(Given request 1) Using the Exodus reflection below, decide whether each statement agrees with it: (a) The word for "basket" is the same word used for Noah's ark. (b) The passage Anthony introduces is for Proper 16, on August 23. (c) Anthony gave Cory the long passage by accident. For each, answer yes or no and quote the words that decide it.
(Given request 2) In the Exodus reflection below, which Bible passage does Anthony name as the final pericope of the month?
(Given request 3) Sum up the Exodus reflection below in two sentences.

Exodus is about people trapped inside powers larger than themselves. We too live under forms of bondage: poverty and famine, inequity, exploitation, greed, violence, war, and injustice.
The bondage of sin is larger than any one person. It takes shape in systems, cultures, and institutions. Our individual problems and the world’s problems feel bigger than us … because they are!
And that’s why this story resonates today. Isreal struggled against what looked like impossible odds.
Yet everything that happened points to divine faithfulness: Israel multiplies; people resist death orders; Moses survives.
The future deliverance begins long before the Israelites can see it. Even when we cannot see him, God is at work to rescue us.
This story also shows us that Isreal cannot save itself. The Israelites are powerless. They cannot overthrow Pharaoh. They cannot liberate themselves.
Just like us.
We need God to rescue us, and in Jesus, he has. God the Father sent his Son to enter the human condition. Jesus was born a human and joined himself to our humanity. That’s the Incarnation.
Jesus accomplished our exodus, our “way out.” The exodus we could never accomplish on our own.
This is the good news: Jesus does not only show us deliverance — he becomes it. He carries our slavery into his death on the cross and breaks its power. The rescue is done, and the Holy Spirit makes the rescue and freedom real in our lives.
The Father sees the suffering of humanity. The Son comes down into that suffering. The Spirit unites us to Christ and assures us that we are never abandoned.
Even when we cannot see him, God is at work to rescue us.
Go Deeper:
The word for “basket” is tebah — the same word used for Noah’s ark. The waters that once threatened humanity carried an ark of salvation; now the river that threatens Hebrew boys bears up the tiny ark of the one who God will use to lead his people out of Egypt. It looks like a desperate mother and a fragile basket; faith sees God preserving life through a little ark on the waters. And from the riverbank, it looks like loss and risk. But the God who delivered Noah, is still the God of Moses. The same Lord who brought one family through the flood will bring Israel through the waters of Egypt’s violence.
Cory Rice—Year A Proper 16
Listen to audio: https://cloud.gci.org/dl/GReverb/GR078-Rice-YearA-Proper16.mp3
Program Transcript
Cory Rice—Year A Proper 16
Anthony: Let’s transition to our final pericope of the month. It’s Exodus 1:8 –2:10. It’s a long one. It’s the Revised Common Lectionary passage for Proper 16 in Ordinary Time, August 23. Cory, we’d be grateful if you read it.
Cory: Yeah. And I did notice that you gave me the long one. Here we go.
Anthony: It was on purpose.

(Data section)

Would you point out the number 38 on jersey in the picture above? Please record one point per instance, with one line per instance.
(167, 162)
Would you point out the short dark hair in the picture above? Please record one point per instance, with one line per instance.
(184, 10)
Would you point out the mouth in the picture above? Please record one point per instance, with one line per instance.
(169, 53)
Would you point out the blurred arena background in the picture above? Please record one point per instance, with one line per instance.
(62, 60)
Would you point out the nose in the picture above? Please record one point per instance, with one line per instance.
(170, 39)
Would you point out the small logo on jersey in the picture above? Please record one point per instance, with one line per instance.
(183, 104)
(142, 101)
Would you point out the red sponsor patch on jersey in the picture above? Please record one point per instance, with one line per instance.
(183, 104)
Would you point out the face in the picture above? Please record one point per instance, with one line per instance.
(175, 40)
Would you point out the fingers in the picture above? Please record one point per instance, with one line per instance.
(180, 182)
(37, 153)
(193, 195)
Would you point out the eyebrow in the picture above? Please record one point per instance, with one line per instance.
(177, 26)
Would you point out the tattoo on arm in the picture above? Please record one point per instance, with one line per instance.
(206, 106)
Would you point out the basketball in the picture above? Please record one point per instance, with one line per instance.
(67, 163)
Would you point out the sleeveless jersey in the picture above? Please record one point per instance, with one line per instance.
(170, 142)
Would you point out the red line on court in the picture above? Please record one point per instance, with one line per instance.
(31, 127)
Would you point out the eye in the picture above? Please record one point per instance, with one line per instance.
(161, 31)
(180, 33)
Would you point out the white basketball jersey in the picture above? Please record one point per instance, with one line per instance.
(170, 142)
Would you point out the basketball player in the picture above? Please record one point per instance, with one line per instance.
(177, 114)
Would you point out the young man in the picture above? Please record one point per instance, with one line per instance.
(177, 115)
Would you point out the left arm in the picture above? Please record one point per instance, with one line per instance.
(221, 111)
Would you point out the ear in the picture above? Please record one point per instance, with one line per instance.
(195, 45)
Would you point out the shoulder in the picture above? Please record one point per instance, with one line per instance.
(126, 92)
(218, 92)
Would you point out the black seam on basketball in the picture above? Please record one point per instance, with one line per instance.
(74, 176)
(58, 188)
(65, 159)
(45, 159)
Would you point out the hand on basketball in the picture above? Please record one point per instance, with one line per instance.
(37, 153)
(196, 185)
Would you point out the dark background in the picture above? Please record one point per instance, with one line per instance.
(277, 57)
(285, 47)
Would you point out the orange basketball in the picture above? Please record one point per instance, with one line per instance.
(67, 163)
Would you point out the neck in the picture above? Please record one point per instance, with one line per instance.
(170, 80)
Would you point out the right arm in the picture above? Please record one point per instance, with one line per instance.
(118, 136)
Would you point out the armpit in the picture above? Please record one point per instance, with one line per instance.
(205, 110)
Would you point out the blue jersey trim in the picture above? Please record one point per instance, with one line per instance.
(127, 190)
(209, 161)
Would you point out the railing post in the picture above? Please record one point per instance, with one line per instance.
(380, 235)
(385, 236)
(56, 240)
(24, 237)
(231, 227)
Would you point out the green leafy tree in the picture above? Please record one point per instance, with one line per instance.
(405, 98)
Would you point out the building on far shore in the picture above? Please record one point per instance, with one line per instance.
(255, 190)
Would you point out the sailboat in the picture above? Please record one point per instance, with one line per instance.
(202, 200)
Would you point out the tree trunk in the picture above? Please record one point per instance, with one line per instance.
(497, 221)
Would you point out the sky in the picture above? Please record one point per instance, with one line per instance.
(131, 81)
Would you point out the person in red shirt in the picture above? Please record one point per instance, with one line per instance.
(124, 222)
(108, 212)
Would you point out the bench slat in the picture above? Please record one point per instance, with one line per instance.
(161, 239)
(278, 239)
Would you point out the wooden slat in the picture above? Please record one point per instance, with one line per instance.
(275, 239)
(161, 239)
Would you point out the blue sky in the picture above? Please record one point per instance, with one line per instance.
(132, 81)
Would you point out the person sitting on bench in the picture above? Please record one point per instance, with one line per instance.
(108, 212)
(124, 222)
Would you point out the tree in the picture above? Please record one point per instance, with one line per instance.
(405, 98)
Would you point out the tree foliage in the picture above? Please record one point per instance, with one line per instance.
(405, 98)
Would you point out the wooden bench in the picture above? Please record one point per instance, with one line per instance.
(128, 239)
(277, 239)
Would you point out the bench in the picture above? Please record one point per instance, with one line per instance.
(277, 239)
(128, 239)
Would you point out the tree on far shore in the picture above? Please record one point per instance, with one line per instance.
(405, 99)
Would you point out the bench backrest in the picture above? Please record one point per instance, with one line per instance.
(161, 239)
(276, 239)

(Exercise answer 1)
(a) Yes: "The word for “basket” is tebah — the same word used for Noah’s ark."
(b) Yes: "It’s the Revised Common Lectionary passage for Proper 16 in Ordinary Time, August 23."
(c) No: "It was on purpose."

(Exercise answer 2) Exodus 1:8–2:10.

(Exercise answer 3) The Israelites were powerless to overthrow Pharaoh or free themselves, and the reflection sees them as a picture of people trapped under bondage larger than themselves, though God was already working toward their deliverance before they could see it. In Jesus, God has rescued us by carrying our slavery into his death on the cross and breaking its power, and the Holy Spirit makes that rescue and freedom real in our lives.